■ Excerpted data ■
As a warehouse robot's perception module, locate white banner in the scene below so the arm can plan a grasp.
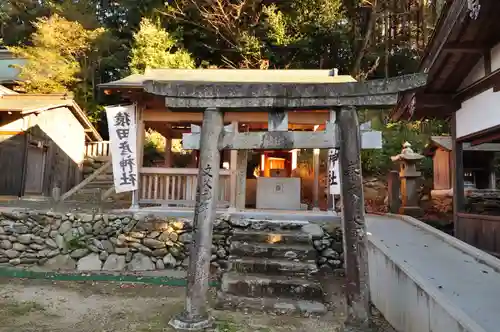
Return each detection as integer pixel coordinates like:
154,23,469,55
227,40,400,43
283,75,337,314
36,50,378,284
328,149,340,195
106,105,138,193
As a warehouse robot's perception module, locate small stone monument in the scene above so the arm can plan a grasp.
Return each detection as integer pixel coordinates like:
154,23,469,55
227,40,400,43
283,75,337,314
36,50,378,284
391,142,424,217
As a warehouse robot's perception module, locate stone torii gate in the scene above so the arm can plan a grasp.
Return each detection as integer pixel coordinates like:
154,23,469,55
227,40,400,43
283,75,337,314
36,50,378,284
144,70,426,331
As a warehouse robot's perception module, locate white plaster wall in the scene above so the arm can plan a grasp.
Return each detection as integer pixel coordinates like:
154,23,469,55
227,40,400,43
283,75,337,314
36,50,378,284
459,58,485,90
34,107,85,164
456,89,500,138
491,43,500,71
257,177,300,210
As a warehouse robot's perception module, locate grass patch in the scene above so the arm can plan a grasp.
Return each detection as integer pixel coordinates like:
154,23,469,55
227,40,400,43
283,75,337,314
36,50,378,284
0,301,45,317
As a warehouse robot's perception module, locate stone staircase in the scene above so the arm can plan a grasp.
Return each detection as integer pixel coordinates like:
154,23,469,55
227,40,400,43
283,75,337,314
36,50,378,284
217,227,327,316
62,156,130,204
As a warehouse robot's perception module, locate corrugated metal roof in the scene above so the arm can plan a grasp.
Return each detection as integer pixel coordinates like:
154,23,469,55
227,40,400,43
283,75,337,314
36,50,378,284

■ Work required ■
Turn every line of the entries above into a JSON list of strings, with one string per line and no blank lines. Leave the picture out of the list.

■ Reply ■
[
  "As a warehouse robot's perception module, locate white banner in the scene below so the arm can plan a grasp.",
  "Return each detection as integer pixel coordinates like:",
  "154,23,469,55",
  "227,40,400,43",
  "283,75,337,314",
  "36,50,378,284",
  "328,149,340,195",
  "106,105,138,193",
  "As a warehouse robot's perception module, locate small stone monument in the scene above so the arm can plan a grasp.",
  "Return each detection as integer pixel coordinates like:",
  "154,23,469,55",
  "227,40,400,43",
  "283,75,337,314",
  "36,50,378,284",
  "391,142,424,217",
  "As a warehouse robot's perception module, locate stone torii gate in the scene above so the arm can plan a grasp.",
  "Return each detection as integer pixel coordinates like:",
  "154,23,469,55",
  "227,40,400,43",
  "283,75,337,314",
  "36,50,378,284",
  "144,70,426,331",
  "As a warehouse robot's perception module, locate white plaster wall in the scene above so the arm can plan a grasp.",
  "Return each detection as integer pixel coordinates like:",
  "154,23,469,55",
  "227,40,400,43",
  "283,75,337,314",
  "36,50,378,284",
  "459,58,485,90",
  "34,107,85,164",
  "456,89,500,138",
  "491,43,500,71",
  "257,177,300,210",
  "As a warehouse robot's perception module, locate grass patch in the scene above so the arm can plan a grasp.",
  "Return each detection as integer pixel coordinates like:",
  "154,23,469,55",
  "227,40,400,43",
  "283,75,337,314",
  "36,50,378,284",
  "0,301,45,317",
  "As a warehouse robot's perception module, locate stone staircase in the scene above so the arm can plan a grasp.",
  "Return each detection as integer pixel coordinates like:",
  "154,23,469,55",
  "227,40,400,43",
  "283,75,337,314",
  "36,50,378,284",
  "217,227,327,316",
  "62,156,130,204",
  "As a warehouse robot's perception module, locate corrugated metal roof in the scene above so the arm can plan a grasp.",
  "Return each detection as integer pixel coordinates like:",
  "154,23,469,55",
  "227,40,400,43",
  "283,75,337,314",
  "36,50,378,284"
]